Exercise instructions —
**A)** Reproduce the text on getting radio play for new music word for word, starting at "College radio is" and ending at "those do exist).".
**B)** Pick up the text on getting radio play for new music from the point at which it stops, and keep writing it.

Excerpt —
____________________

Sure, you won’t be played on the local Top 40 station (which tends to be the most popular in any given city), but there are surely other radio options out there worth reaching out to! Look at the stations in your area and see if any of them have a time when they highlight local acts. Perhaps there’s a DJ who is known for slipping up-and-coming artists into their playlists?
Local stations are probably easier to approach when you’re just getting started, but after a while, you can go regional, and then national, though you likely want to stick to smaller shows or stations which cater to your genre, or which are known for breaking new bands. You have the best chance of grabbing their attention before any others.
College radio is also another fantastic option and one which might be your best bet. Students do most of the curating in these instances and they are always interested in learning more, hearing more, and being the first to highlight someone who might blow up one day. There are still many college radio stations, and you can reach out to all of them on your own…since you probably don’t want to pay for a Promoter to do so for you just yet (though again, those do exist).

____________________

[Extracted records]
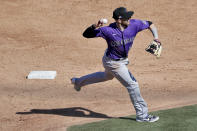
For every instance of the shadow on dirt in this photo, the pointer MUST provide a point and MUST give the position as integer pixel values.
(73, 111)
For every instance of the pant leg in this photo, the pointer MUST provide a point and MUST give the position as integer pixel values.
(94, 78)
(121, 72)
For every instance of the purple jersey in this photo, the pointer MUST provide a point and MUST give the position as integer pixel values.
(116, 39)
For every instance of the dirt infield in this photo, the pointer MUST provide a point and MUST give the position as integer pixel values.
(46, 35)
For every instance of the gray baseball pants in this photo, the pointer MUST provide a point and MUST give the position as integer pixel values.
(119, 70)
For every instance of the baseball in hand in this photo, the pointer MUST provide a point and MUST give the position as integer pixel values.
(103, 20)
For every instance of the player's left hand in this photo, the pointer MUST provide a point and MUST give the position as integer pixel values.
(155, 48)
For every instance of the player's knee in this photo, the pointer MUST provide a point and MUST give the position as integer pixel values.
(133, 85)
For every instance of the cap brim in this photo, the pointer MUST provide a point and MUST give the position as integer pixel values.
(128, 15)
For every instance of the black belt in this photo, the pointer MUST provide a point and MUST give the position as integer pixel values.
(123, 58)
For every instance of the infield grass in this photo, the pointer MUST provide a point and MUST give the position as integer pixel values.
(177, 119)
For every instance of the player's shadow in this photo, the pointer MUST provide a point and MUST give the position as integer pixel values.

____________________

Task-by-task outputs —
**A)**
College radio is also another fantastic option and one which might be your best bet. Students do most of the curating in these instances and they are always interested in learning more, hearing more, and being the first to highlight someone who might blow up one day. There are still many college radio stations, and you can reach out to all of them on your own…since you probably don’t want to pay for a Promoter to do so for you just yet (though again, those do exist).

**B)**
Not all playlists are created equal, and while some are the biggest in the world and are followed by millions, most playlists only have a devoted fan base of a much smaller sum. Since the people who put these together aren’t pitched as hard as the top items, go after these playlists first.
This is perhaps pie-in-the-sky, but it’s worth mentioning in this article. Everyone these days wants to go viral, some for vanity reasons, while others have legitimate career aspirations that can be tied to the kind of attention that comes with going viral, even once.
There are countless ways to go viral as a musician, and this is part of what makes it so difficult. There isn’t just one way to make it happen. You need to be clever, creative, do something nobody has done before, and capture something difficult to put into words, but which people want to see or hear over and over again. It can be a song about something funny or relevant, a music video, or perhaps just a tweet. No matter how you do it, going viral can help you build your social following, send people to your pages on streaming services, and potentially even rocket you onto charts and make you a star.
It may seem superficial but there are real benefits that come with going viral these days…as long as it’s for the right reasons. Not all attention is good attention but most of it is, especially when you’re just getting started.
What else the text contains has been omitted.